-- Opening Marker --

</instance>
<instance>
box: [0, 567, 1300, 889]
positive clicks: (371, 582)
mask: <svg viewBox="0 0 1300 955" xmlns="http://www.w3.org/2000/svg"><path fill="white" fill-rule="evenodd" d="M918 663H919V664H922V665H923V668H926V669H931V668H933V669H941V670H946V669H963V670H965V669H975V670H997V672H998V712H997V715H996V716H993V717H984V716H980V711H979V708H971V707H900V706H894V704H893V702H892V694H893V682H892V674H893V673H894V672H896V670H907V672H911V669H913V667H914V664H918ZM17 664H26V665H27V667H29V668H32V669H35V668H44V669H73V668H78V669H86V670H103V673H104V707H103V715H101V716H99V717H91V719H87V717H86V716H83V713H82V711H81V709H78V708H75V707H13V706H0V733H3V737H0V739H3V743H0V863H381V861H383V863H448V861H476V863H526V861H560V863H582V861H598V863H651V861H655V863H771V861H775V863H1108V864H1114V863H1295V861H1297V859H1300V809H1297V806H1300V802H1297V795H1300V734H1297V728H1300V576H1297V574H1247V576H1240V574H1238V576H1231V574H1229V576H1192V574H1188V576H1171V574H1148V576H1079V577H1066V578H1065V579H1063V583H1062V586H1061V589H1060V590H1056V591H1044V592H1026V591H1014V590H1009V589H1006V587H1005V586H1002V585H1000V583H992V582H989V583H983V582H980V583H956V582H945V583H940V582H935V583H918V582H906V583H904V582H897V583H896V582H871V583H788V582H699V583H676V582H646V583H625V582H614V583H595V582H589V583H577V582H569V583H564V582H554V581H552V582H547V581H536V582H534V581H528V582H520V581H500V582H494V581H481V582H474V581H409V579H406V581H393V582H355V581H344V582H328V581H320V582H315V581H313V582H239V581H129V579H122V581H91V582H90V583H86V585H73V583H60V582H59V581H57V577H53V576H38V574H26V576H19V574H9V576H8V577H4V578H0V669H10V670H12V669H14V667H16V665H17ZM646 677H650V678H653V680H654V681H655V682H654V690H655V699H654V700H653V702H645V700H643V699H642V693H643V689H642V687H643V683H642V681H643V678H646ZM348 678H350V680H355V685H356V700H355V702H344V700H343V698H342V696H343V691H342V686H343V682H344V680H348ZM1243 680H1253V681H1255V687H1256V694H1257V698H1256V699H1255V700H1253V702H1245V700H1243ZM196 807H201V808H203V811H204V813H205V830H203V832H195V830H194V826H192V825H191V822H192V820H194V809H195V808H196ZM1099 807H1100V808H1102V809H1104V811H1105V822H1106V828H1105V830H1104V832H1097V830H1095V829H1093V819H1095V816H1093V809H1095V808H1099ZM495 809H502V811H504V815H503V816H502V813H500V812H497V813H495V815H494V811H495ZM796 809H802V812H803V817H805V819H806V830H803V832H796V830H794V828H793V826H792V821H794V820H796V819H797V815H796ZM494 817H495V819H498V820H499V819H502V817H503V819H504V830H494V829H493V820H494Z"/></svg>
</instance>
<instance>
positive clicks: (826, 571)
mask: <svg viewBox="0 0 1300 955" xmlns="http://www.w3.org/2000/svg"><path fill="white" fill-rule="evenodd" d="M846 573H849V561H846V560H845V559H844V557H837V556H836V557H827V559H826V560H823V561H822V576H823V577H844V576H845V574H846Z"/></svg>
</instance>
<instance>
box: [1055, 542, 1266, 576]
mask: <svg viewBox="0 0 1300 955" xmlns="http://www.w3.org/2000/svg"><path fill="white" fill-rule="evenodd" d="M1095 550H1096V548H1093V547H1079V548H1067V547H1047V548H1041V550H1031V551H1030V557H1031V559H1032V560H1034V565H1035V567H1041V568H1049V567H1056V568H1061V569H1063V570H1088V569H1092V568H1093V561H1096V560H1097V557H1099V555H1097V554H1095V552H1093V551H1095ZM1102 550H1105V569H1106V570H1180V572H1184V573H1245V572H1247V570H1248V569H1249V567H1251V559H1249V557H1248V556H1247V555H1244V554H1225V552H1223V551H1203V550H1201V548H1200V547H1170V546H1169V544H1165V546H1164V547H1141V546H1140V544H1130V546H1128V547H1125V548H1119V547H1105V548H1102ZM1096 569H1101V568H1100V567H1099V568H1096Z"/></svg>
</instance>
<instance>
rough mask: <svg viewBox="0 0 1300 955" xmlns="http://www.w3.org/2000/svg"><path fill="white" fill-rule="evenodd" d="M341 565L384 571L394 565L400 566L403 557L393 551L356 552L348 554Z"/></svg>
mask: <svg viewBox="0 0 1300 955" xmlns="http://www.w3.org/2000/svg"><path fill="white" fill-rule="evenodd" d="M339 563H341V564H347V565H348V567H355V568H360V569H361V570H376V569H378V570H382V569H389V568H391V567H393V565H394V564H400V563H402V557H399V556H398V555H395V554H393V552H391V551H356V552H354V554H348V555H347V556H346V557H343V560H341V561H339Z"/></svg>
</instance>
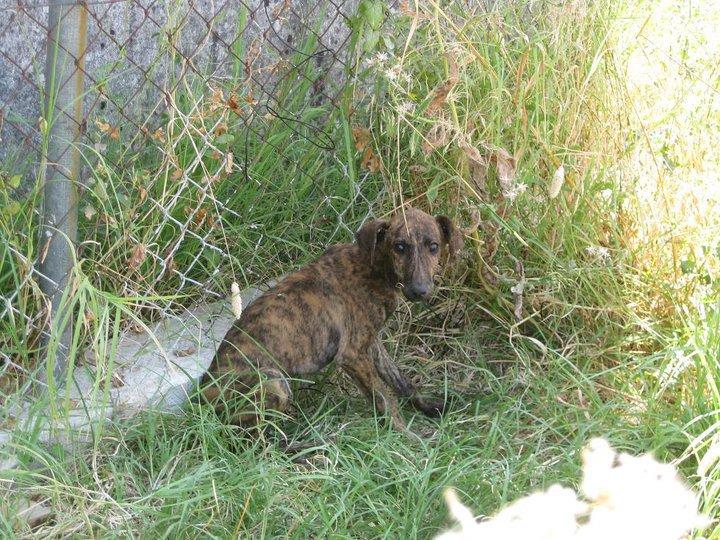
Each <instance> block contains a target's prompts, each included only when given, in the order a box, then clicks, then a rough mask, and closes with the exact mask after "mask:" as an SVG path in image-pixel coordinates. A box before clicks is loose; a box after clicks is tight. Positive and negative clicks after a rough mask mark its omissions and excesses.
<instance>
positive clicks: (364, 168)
mask: <svg viewBox="0 0 720 540" xmlns="http://www.w3.org/2000/svg"><path fill="white" fill-rule="evenodd" d="M360 166H361V167H362V168H364V169H367V170H368V171H370V172H372V173H374V172H378V171H379V170H380V169H381V168H382V162H381V161H380V158H379V157H378V156H377V154H375V152H374V151H373V149H372V148H370V147H367V148H366V149H365V152H363V157H362V161H361V162H360Z"/></svg>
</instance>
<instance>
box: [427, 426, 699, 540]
mask: <svg viewBox="0 0 720 540" xmlns="http://www.w3.org/2000/svg"><path fill="white" fill-rule="evenodd" d="M582 491H583V494H584V495H585V497H586V498H587V499H588V501H589V503H586V502H584V501H582V500H580V499H579V498H578V496H577V494H576V493H575V492H574V491H573V490H571V489H568V488H563V487H561V486H559V485H554V486H551V487H550V488H549V489H548V490H547V491H545V492H540V493H534V494H531V495H528V496H527V497H523V498H521V499H519V500H517V501H516V502H514V503H512V504H511V505H509V506H507V507H506V508H505V509H504V510H501V511H500V512H499V513H498V514H496V515H495V516H494V517H492V518H490V519H489V520H487V521H483V522H481V523H478V522H477V521H476V520H475V518H474V517H473V513H472V511H471V510H470V509H469V508H467V507H466V506H464V505H463V504H462V503H461V502H460V501H459V500H458V499H457V497H456V496H455V493H454V492H453V491H452V490H448V492H446V494H445V499H446V501H447V505H448V508H449V510H450V513H451V515H452V516H453V518H454V519H455V520H456V521H457V522H458V524H459V525H460V528H459V529H458V530H456V531H449V532H445V533H443V534H442V535H440V536H438V537H437V538H438V539H442V540H470V539H478V540H501V539H502V540H504V539H509V538H533V539H537V540H607V539H609V538H652V539H653V540H678V539H679V538H681V537H683V535H685V534H686V533H687V532H688V531H690V530H692V529H694V528H698V527H703V526H705V525H706V524H707V520H706V519H705V518H704V517H703V516H701V515H699V514H698V512H697V498H696V496H695V494H694V493H693V492H692V491H690V490H689V489H688V488H687V487H686V486H685V484H684V483H683V482H682V481H681V480H680V479H679V478H678V476H677V473H676V471H675V468H674V467H673V466H672V465H666V464H663V463H660V462H658V461H656V460H655V459H653V458H652V457H651V456H649V455H643V456H639V457H634V456H630V455H628V454H617V453H616V452H615V451H614V450H613V449H612V448H611V447H610V445H609V444H608V443H607V441H605V440H603V439H593V440H592V441H590V443H589V444H588V446H587V447H586V448H585V450H584V452H583V481H582Z"/></svg>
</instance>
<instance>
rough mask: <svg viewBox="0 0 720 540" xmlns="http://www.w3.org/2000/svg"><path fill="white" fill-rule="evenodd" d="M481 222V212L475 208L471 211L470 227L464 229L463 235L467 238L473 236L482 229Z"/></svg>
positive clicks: (462, 229) (463, 230)
mask: <svg viewBox="0 0 720 540" xmlns="http://www.w3.org/2000/svg"><path fill="white" fill-rule="evenodd" d="M480 222H481V219H480V212H478V209H477V208H473V209H472V210H470V225H469V226H467V227H464V228H463V229H462V232H463V234H464V235H465V236H470V235H471V234H473V233H474V232H475V231H477V230H478V228H479V227H480Z"/></svg>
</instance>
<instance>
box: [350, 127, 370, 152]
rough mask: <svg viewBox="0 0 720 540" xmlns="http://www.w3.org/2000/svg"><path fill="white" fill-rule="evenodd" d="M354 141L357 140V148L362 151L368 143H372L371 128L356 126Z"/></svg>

-- Closing Marker --

◆ What is needed ◆
Copy the entries from the very beginning through the line containing "positive clicks: (371, 582)", both included. Swap "box" for "bounding box" and change nothing else.

◆ Solution to the exercise ◆
</instance>
<instance>
bounding box: [0, 567, 1300, 889]
positive clicks: (371, 582)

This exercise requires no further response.